___ Information supplied ___
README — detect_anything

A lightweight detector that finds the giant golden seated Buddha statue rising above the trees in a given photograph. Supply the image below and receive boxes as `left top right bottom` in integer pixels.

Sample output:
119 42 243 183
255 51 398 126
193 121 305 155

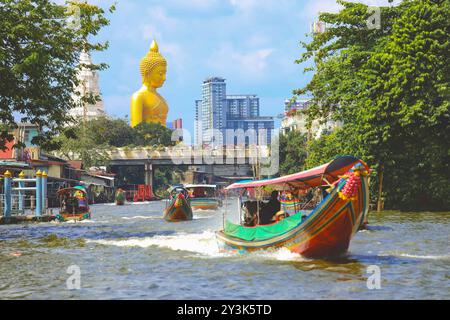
___
Your task is an exact transcription of all the data, minus the pictures.

README — detect_anything

A lightweight detector that finds the giant golden seated Buddha statue rising above the trees in a given photograph. Supply the image below and receive boxes as `left top right bottom` in integer pixels.

Sample output:
119 42 243 183
255 51 398 126
193 121 305 155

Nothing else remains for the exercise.